::: PAGE :::

# Help! Need fletching repair



## TPrawitt91 (Sep 1, 2015)

I need new fletchings on 6 arrows and I guess sportsman's warehouse can't do the repair. I need a good bow shop in salt lake area or if there is possibly a forum member that does this I can pay them for the work. Any help is appreciated.


----------



## middlefork (Nov 2, 2008)

It's pretty simple to DIY if you buy a jig. And will become much cheaper over the long run too. Kinda like reloading only a lot more simple.
I'd offer to help if you get up toward Ogden any time.


----------



## TPrawitt91 (Sep 1, 2015)

Any suggestions on jigs and vanes? I watched a video that made it seem pretty easy.


----------



## middlefork (Nov 2, 2008)

I use a Bohning with Blazer vanes but any one of them will work. Depends on if you want to do all the vanes at once or one at a time.
Most the time anymore I find I'm just replacing a single vane once in awhile so I don't mind taking a little longer to do a whole arrow when needed.


----------



## TPrawitt91 (Sep 1, 2015)

Went to sportsman's and got all the gear to just do it myself. This should be cost effective going forward. Vanes and glue are the only things I will ever need to buy again.


----------



## TPrawitt91 (Sep 1, 2015)

Really easy job to get done. Took 20 minutes to do 3 arrows. Glue says cure time is 48 hours. Can't wait to see how these fly. Not sure of the technical term but the jig I used put a slight curve in them, would this be for accuracy?


----------



## deljoshua (Jul 29, 2013)

That will get the arrow spinning which will help it fly straight.


----------



## bow_dude (Aug 20, 2009)

I prefer the quick set glue's. I can fletch up a complete arrow (3 vanes or feathers) in about 1 minute. Depends on how long you want the glue to set. If I am not in any hurry and have other things to do, I let the glue set for about 30 seconds to 1 minute before releasing the clamp, then move to the next. There are lots of tricks you can use to get better adherence of the vane to the shaft. I like to use purple PVC primer on the bottom of my vanes. Be careful when applying, it will stain everything, including your fingers. I put it on with a small model paint brush. Another great product is Zing. It is clear and it really makes the glue stick.


----------



## TPrawitt91 (Sep 1, 2015)

The glue set in just a couple minutes. The cure time on it was 48 hours. So I figure don't shoot em til they cure. Pretty easy job.


----------



## bow_dude (Aug 20, 2009)

::: RECORDED INFORMATION :::

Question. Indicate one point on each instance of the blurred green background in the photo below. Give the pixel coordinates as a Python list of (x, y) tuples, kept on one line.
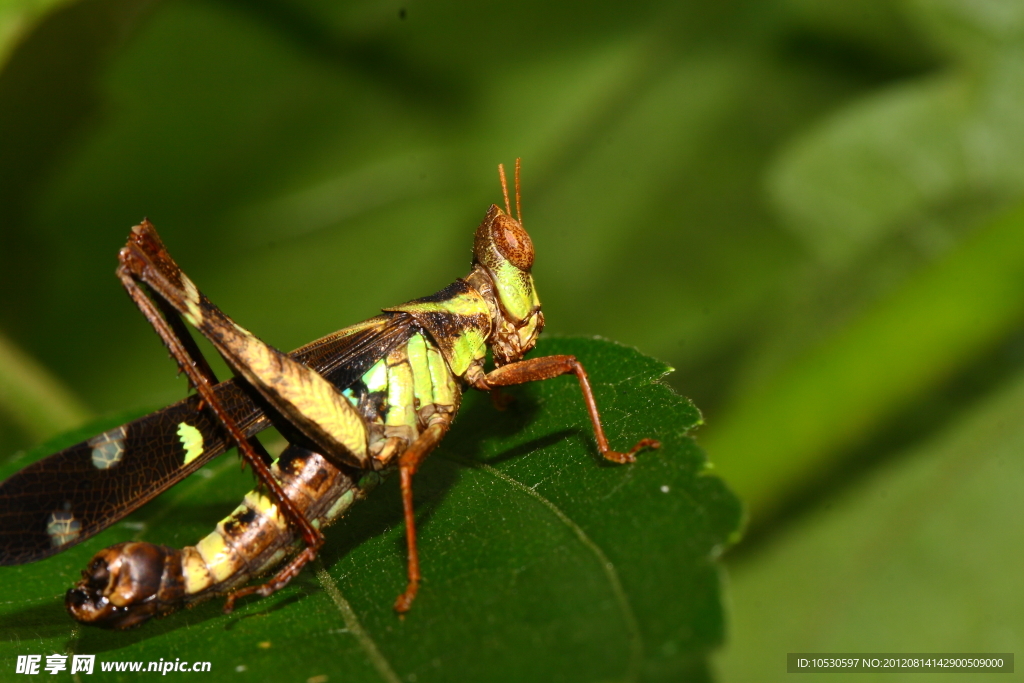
[(810, 209)]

:::

• **TASK SET**:
(A) In the arrow fletching thread, how long did it take TPrawitt91 to fletch 3 arrows?
(B) Please reproduce the fletching thread between "Really easy job" and "it fly straight.", inclusive.
(C) Carry the forum thread on arrow fletching repair forward from the point where it stops.

• **FINAL RESULTS**:
(A) 20 minutes.

(B)
Really easy job to get done. Took 20 minutes to do 3 arrows. Glue says cure time is 48 hours. Can't wait to see how these fly. Not sure of the technical term but the jig I used put a slight curve in them, would this be for accuracy?


----------



## deljoshua (Jul 29, 2013)

That will get the arrow spinning which will help it fly straight.

(C)
That is one slow curing glue. What brand and type is it? I have tried a lot of different glue's over the years and have settled on AAE Max Bond. A type of super glue. Sets up quickly and cures quickly. A slow cure is strongly advised for epoxy glues, but not necessary when using AAE Max Bond. I have shot arrows within minutes after fletching. Probably should read to see what the cure time is. A thin layer is much more effective than a thick layer when using this glue. Great on carbon shafts, not so good on aluminum.


----------



## bow_dude (Aug 20, 2009)

The next thing to play with is arrow cresting. Takes more time than wraps but you can be as creative as your imagination allows and the cresting is personalized. Lighter than wraps. I want to invest in an air brush and do some cresting using it. I have seen some really unique air brushed shafts.


----------



## TPrawitt91 (Sep 1, 2015)

http://www.sportsmanswarehouse.com/...cks-Inserts-and-Glue/prod9999001703/cat100561

This is what I used.


----------



## TPrawitt91 (Sep 1, 2015)

I just shot the 3 arrows I re-fletched. They definitely fly straighter and hit harder. Make a much louder thump when they hit the target.


----------



## APD (Nov 16, 2008)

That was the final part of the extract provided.